• Prompt: Set down each line of the listing below word for word, leaving out the pictures.

• Listing:
§ §
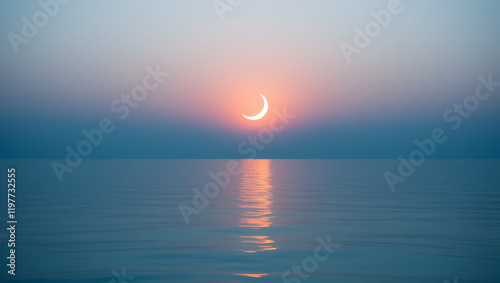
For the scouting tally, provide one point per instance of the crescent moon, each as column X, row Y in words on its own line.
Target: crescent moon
column 262, row 113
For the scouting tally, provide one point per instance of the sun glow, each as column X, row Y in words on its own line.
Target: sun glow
column 262, row 113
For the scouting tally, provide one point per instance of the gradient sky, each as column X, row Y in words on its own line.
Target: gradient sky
column 428, row 58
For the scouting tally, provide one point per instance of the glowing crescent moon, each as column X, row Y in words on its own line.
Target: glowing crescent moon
column 262, row 113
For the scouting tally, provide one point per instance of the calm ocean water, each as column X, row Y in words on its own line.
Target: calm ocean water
column 119, row 221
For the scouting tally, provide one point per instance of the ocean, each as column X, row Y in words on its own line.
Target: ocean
column 273, row 221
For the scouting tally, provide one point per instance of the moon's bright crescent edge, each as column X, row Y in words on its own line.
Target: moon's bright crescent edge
column 262, row 113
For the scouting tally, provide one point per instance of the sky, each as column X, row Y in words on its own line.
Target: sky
column 87, row 54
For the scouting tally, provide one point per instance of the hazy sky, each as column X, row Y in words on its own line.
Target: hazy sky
column 64, row 79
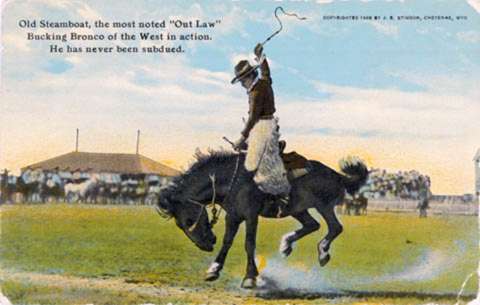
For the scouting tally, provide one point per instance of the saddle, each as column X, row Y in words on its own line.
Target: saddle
column 295, row 164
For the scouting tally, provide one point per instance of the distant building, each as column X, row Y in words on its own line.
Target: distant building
column 476, row 160
column 110, row 163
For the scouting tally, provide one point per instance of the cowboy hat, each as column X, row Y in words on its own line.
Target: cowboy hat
column 243, row 69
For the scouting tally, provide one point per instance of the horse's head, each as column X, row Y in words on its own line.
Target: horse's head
column 190, row 217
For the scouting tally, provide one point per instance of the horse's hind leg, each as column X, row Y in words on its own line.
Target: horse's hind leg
column 309, row 225
column 335, row 228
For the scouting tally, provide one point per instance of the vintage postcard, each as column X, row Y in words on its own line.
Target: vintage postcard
column 239, row 152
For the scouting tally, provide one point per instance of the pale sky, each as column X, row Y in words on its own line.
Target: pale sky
column 401, row 95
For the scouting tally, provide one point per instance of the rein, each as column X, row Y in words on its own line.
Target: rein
column 215, row 212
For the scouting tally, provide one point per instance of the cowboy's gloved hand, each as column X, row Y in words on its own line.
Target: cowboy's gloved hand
column 258, row 51
column 239, row 144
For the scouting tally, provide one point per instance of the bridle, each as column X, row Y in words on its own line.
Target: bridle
column 215, row 212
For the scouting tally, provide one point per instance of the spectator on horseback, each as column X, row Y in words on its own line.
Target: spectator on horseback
column 261, row 129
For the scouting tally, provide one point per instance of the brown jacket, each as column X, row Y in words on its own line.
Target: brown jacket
column 260, row 99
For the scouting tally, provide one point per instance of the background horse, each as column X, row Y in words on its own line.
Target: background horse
column 221, row 177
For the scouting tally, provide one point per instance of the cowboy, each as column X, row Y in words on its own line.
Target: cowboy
column 261, row 129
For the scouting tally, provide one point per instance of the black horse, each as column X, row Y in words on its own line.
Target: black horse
column 221, row 177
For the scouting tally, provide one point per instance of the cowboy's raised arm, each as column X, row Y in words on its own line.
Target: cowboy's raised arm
column 253, row 112
column 262, row 61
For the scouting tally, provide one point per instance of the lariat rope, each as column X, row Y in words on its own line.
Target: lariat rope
column 280, row 22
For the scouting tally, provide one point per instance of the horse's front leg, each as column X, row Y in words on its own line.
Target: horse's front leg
column 231, row 229
column 250, row 281
column 335, row 228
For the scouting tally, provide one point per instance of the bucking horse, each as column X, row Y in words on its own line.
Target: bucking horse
column 220, row 178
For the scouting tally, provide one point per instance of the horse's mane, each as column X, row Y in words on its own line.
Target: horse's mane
column 215, row 157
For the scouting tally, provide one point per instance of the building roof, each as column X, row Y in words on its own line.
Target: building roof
column 107, row 163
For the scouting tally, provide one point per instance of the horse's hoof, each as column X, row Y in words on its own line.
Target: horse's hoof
column 212, row 276
column 323, row 260
column 249, row 283
column 286, row 251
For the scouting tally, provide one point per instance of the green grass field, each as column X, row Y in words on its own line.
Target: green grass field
column 382, row 257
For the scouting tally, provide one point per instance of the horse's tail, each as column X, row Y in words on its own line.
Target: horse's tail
column 356, row 173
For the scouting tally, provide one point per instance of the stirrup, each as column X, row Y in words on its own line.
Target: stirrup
column 284, row 200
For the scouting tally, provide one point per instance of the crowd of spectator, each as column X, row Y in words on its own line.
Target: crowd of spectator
column 402, row 184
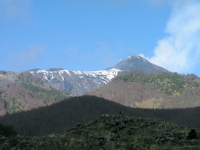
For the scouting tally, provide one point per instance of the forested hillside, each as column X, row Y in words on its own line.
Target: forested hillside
column 23, row 91
column 152, row 90
column 68, row 113
column 112, row 132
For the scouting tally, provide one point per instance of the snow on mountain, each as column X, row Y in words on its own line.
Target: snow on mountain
column 76, row 82
column 81, row 82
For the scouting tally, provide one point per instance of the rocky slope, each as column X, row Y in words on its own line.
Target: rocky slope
column 81, row 82
column 23, row 91
column 160, row 90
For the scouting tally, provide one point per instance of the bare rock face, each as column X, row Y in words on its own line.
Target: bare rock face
column 81, row 82
column 76, row 82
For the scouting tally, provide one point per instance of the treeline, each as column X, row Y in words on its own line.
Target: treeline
column 68, row 113
column 112, row 132
column 171, row 83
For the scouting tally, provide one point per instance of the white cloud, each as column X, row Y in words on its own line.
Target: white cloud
column 179, row 51
column 31, row 55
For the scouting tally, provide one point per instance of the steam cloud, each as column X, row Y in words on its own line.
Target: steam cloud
column 180, row 50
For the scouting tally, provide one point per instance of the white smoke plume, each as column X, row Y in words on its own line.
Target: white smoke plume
column 179, row 51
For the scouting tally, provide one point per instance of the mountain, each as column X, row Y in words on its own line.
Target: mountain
column 23, row 91
column 80, row 82
column 66, row 114
column 152, row 90
column 75, row 82
column 138, row 63
column 110, row 132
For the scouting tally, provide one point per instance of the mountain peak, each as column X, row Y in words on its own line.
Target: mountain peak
column 138, row 63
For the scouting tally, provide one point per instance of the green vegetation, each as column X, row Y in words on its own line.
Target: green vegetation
column 49, row 96
column 12, row 105
column 7, row 131
column 171, row 83
column 112, row 132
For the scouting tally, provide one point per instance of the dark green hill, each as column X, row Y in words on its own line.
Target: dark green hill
column 23, row 91
column 112, row 132
column 68, row 113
§ §
• Task result:
For the scouting tally, provide one point per instance of the crescent moon, each as column X, row Y in words on its own line.
Target: crescent moon
column 262, row 113
For the scouting tally, provide one point per instance of the sun glow, each as column X, row Y in words on its own line.
Target: sun glow
column 262, row 113
For the scouting tally, provide one point per instance of the gradient sky, each as column X, row Y in words on its own line.
Target: gradient sky
column 428, row 58
For the scouting tally, provide one point per instance of the glowing crescent moon, each as column X, row Y in words on its own line.
Target: glowing crescent moon
column 262, row 113
For the scouting tally, provide one point per instance of the calm ocean water, each as column X, row Y in words on its own line.
Target: calm ocean water
column 119, row 221
For the scouting tally, provide one point per instance of the ocean, each as column X, row Y in words on its own line.
Target: ocean
column 273, row 221
For the scouting tally, provide one point per instance of the moon's bright crescent edge, each as column X, row Y in words on its own line.
Target: moon's bright crescent edge
column 262, row 113
For the scouting tally, provide one point per instance of the sky, each as column X, row Y in words on its own line.
Target: sky
column 87, row 54
For the scouting tally, provide one point per instance of the hazy sky, each as column X, row Y in words on its own line.
Target: hazy sky
column 64, row 79
For the scouting tally, provide one point per instance of the saddle, each as column X, row Y in words on its own line.
Target: saddle
column 295, row 164
For the scouting tally, provide one point per instance of the distant building, each as column X, row Y in words on its own line.
Target: distant building
column 476, row 160
column 110, row 163
For the scouting tally, provide one point per instance of the cowboy hat, each as column X, row Y in words on its own line.
Target: cowboy hat
column 243, row 69
For the scouting tally, provide one point per instance of the horse's head, each as column X, row Y in words on its own line.
Target: horse's head
column 190, row 217
For the scouting tally, provide one point per instance of the horse's hind leg, each as column X, row Y in words on its own line.
Target: horse's hind leg
column 309, row 225
column 335, row 228
For the scouting tally, provide one point per instance of the vintage postcard, each as column X, row Y in words on its own line.
Target: vintage postcard
column 239, row 152
For the scouting tally, provide one point per instance of the pale sky, each as column X, row Y in words on its own line.
Target: pale sky
column 401, row 95
For the scouting tally, provide one point per instance of the rein, each as column X, row Y in words on its own line.
Target: rein
column 215, row 212
For the scouting tally, provide one point per instance of the cowboy's gloved hand, each as column X, row Y in words on its own line.
Target: cowboy's gloved hand
column 258, row 51
column 239, row 144
For the scouting tally, provide one point per instance of the bridle, each as column X, row Y in words on its own line.
Target: bridle
column 215, row 212
For the scouting tally, provide one point per instance of the spectator on horseback, each as column X, row Y in words on its own line.
Target: spectator on horseback
column 261, row 129
For the scouting tally, provide one point per instance of the brown jacket, each as column X, row Y in words on its own line.
Target: brown jacket
column 260, row 99
For the scouting tally, provide one point per instance of the background horse, each as column X, row Y in words on its own line.
Target: background horse
column 221, row 177
For the scouting tally, provide one point per instance of the cowboy, each as column X, row Y in words on its own line.
Target: cowboy
column 261, row 129
For the scouting tally, provide one point per instance of the black horse, each as column X, row Y in words on its own line.
Target: black horse
column 221, row 177
For the scouting tally, provide one point per instance of the cowboy's raised arm, each as column X, row Y in words on its own line.
Target: cowboy's raised arm
column 253, row 112
column 262, row 61
For the scouting tally, provide one point per instance of the lariat rope, each as column X, row Y in words on its own line.
Target: lariat rope
column 280, row 22
For the scouting tally, provide one point per instance of the horse's front leg, each as column X, row Y in words on its own line.
Target: horse's front leg
column 231, row 229
column 250, row 281
column 335, row 228
For the scouting tally, provide one point per instance of the bucking horse, each as column X, row Y in words on its own line.
Target: bucking horse
column 220, row 178
For the scouting tally, provide one point per instance of the horse's mane, each as column X, row Y in words on its own line.
Target: horse's mane
column 215, row 157
For the scouting tally, provide one point per instance of the building roof, each as column X, row Y in words on its own line.
Target: building roof
column 107, row 163
For the scouting tally, provide one point per instance of the horse's hoof, each as column X, row Y in words on its own line.
Target: horse's hoof
column 212, row 276
column 323, row 260
column 249, row 283
column 286, row 251
For the scouting tally, provide one point per instance of the green grass field, each as column X, row Y in words on its own line.
Target: green grass field
column 382, row 257
For the scouting tally, provide one point per instance of the horse's tail, each as column X, row Y in words on its own line.
Target: horse's tail
column 356, row 173
For the scouting tally, provide one point per instance of the stirrup, each as column X, row Y in words on its own line.
Target: stirrup
column 284, row 200
For the scouting tally, provide one point per instance of the crowd of spectator, each as column X, row Y in words on its own line.
Target: crowd of spectator
column 402, row 184
For the scouting tally, provide one point per instance of the forested hillside, each as column X, row Y in words on its own line.
Target: forested hillside
column 23, row 91
column 152, row 90
column 68, row 113
column 112, row 132
For the scouting tally, provide one point per instance of the snow on mountain, each as column X, row Y in words on its own line.
Target: snow on mountain
column 76, row 82
column 81, row 82
For the scouting tally, provide one point per instance of the rocky slope, each as column X, row Y in words on its own line.
Target: rocky slope
column 81, row 82
column 23, row 91
column 160, row 90
For the scouting tally, provide one point per instance of the bare rock face, each as column X, row Y in words on its own line.
Target: bare rock face
column 81, row 82
column 76, row 82
For the scouting tally, provide one point per instance of the treeline, each as column X, row Y in words on its own line.
Target: treeline
column 68, row 113
column 112, row 132
column 171, row 83
For the scouting tally, provide one point per instance of the white cloud, each as column X, row Y in words on its own line.
Target: white cloud
column 179, row 51
column 31, row 55
For the scouting tally, provide one point per instance of the steam cloud, each as column X, row Y in words on its own line.
Target: steam cloud
column 180, row 50
For the scouting tally, provide one point per instance of the white smoke plume, each as column X, row Y in words on its own line.
Target: white smoke plume
column 179, row 51
For the scouting tally, provide one point per instance of the mountain, each as column X, row Y in words on its own line.
Target: mountain
column 23, row 91
column 80, row 82
column 66, row 114
column 152, row 90
column 75, row 82
column 138, row 63
column 110, row 132
For the scouting tally, provide one point per instance of the mountain peak, each as column X, row Y in words on its own line.
Target: mountain peak
column 138, row 63
For the scouting tally, provide one point per instance of the green vegetation, each as column X, row Y in words on its own line.
Target: green vegetation
column 49, row 96
column 12, row 105
column 7, row 131
column 171, row 83
column 112, row 132
For the scouting tally, provide one point per instance of the dark green hill, each as column X, row Y in words on its own line.
Target: dark green hill
column 23, row 91
column 112, row 132
column 68, row 113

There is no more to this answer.